- [JOB]:
Locate the line containing "the man's eye", then please write out that line and all the lines below it in the entries exactly.

--------

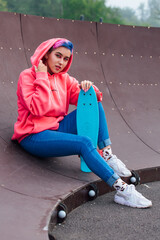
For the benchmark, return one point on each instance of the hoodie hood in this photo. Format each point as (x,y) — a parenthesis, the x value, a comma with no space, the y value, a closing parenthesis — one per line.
(43,48)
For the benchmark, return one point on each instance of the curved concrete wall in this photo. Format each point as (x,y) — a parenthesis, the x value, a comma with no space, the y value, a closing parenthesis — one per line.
(123,61)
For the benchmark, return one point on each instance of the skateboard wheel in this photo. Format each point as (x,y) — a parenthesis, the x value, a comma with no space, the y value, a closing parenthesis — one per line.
(93,192)
(135,178)
(61,213)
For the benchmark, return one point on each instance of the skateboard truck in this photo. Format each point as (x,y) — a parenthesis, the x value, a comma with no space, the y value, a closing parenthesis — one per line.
(135,178)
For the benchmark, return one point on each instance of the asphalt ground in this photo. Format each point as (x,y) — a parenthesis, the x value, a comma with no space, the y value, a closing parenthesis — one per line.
(102,219)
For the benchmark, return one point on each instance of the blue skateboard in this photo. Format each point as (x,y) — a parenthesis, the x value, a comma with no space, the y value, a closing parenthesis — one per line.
(88,119)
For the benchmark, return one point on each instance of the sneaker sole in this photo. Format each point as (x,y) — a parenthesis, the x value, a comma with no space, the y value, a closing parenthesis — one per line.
(121,202)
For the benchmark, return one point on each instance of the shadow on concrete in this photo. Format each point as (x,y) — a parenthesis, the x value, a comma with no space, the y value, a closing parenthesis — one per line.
(123,61)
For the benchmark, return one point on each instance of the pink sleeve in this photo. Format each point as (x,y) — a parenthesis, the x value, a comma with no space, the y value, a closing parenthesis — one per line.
(36,93)
(75,89)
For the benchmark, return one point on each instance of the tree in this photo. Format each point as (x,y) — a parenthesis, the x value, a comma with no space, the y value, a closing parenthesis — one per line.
(154,13)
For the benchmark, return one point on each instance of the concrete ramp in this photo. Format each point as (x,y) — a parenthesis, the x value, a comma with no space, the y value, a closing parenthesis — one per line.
(124,63)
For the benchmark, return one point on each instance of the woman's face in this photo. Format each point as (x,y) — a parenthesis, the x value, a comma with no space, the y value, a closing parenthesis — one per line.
(58,59)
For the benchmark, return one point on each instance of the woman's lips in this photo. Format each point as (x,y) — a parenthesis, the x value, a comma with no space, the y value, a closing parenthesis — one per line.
(58,68)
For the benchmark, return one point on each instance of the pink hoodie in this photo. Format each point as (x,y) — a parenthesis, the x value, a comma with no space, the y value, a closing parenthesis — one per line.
(43,99)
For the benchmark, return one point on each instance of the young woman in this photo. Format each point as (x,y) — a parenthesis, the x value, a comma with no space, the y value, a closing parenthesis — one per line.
(45,129)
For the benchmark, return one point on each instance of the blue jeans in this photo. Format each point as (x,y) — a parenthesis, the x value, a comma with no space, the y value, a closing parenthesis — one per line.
(64,142)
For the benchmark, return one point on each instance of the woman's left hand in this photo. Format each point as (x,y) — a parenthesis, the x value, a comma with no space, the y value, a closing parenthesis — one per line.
(86,84)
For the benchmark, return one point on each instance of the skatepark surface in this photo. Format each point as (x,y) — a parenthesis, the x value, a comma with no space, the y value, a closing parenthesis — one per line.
(103,219)
(124,63)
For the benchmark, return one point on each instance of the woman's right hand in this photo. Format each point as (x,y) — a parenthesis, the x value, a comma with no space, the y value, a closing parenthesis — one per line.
(41,67)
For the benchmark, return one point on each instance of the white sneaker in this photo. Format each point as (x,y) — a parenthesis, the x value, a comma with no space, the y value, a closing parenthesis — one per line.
(130,197)
(116,164)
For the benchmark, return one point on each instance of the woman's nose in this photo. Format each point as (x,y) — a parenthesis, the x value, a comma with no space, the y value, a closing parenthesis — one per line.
(61,61)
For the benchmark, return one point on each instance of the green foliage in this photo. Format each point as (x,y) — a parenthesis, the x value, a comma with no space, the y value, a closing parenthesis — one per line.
(92,10)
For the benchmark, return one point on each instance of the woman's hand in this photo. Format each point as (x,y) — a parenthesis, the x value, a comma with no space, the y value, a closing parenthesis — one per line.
(41,67)
(86,84)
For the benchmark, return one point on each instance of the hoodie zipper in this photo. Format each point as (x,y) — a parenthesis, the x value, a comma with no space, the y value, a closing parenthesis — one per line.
(55,82)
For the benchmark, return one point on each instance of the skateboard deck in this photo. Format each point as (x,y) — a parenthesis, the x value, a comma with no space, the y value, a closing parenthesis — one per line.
(88,119)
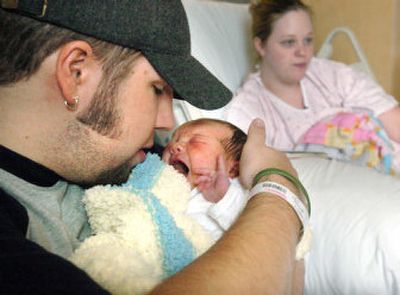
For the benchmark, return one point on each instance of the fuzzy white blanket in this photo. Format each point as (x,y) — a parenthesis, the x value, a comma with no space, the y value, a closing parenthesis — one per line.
(141,232)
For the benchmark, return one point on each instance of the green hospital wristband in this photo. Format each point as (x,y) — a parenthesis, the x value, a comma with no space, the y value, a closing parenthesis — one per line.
(288,176)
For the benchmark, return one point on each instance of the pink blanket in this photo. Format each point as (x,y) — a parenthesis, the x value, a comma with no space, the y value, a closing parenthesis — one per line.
(353,137)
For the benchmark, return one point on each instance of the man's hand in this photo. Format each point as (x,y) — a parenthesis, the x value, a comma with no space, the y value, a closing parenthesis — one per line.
(213,184)
(256,156)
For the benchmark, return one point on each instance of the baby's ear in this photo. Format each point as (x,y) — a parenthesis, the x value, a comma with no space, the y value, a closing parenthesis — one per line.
(234,169)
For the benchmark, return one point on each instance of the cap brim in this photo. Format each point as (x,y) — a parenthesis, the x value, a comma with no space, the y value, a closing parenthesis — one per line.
(190,80)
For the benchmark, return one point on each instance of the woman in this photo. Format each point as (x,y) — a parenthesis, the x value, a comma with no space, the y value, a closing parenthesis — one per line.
(292,90)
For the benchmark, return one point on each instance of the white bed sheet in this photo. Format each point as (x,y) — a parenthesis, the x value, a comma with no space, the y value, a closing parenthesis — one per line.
(356,227)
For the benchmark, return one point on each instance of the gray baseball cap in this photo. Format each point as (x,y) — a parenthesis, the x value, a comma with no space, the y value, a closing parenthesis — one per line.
(157,28)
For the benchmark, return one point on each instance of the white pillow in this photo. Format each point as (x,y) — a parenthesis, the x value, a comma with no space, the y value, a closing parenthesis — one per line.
(356,229)
(221,41)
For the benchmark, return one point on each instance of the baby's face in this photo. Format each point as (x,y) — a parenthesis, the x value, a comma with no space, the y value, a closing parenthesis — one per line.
(197,147)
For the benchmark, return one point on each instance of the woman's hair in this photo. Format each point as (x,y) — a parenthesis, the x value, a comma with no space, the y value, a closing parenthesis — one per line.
(233,145)
(266,12)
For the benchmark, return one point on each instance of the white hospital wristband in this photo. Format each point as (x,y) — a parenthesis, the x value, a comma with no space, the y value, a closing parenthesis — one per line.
(283,192)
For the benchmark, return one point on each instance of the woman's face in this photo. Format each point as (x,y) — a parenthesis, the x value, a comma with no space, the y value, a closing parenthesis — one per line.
(287,52)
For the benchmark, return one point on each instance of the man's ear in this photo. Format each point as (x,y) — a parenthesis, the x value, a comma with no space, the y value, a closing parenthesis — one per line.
(72,68)
(234,169)
(259,46)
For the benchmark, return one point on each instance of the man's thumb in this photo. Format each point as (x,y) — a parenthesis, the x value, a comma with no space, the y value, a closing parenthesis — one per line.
(256,133)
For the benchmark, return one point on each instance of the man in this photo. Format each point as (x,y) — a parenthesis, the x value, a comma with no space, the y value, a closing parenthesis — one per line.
(83,86)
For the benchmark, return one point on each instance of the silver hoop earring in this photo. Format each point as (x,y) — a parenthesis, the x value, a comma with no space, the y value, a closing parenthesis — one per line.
(72,106)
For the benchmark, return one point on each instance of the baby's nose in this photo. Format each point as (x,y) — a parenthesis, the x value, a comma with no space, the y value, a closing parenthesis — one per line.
(176,148)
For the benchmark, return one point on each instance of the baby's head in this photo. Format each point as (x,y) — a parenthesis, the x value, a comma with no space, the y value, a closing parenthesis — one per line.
(198,143)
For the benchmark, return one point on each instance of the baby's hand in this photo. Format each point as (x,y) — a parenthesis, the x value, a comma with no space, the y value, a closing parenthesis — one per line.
(213,184)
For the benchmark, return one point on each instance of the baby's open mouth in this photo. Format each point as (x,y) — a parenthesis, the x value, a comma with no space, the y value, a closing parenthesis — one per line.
(180,167)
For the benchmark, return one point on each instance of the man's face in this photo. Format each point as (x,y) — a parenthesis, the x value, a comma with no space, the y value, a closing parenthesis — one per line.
(196,147)
(143,103)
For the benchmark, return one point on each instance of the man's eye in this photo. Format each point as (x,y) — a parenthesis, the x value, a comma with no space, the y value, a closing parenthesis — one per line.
(309,40)
(158,90)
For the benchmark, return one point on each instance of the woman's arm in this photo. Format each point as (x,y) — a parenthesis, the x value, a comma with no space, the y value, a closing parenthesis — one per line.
(391,122)
(257,255)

--------

- [EXERCISE RESPONSE]:
For the benchmark, return one point on each instance of the man's eye in this photo. Format each point as (x,y) — a parenthesis, the x value, a comma with no space, the y value, a closing parenthesis — one per line.
(309,40)
(158,90)
For the benchmark, return one point on each instance of the woman's arm in this photo. Format each point as (x,y) — a parenthesis, the x value, a comma with no space, the y value, a closing parenthesis — one per line.
(391,122)
(257,255)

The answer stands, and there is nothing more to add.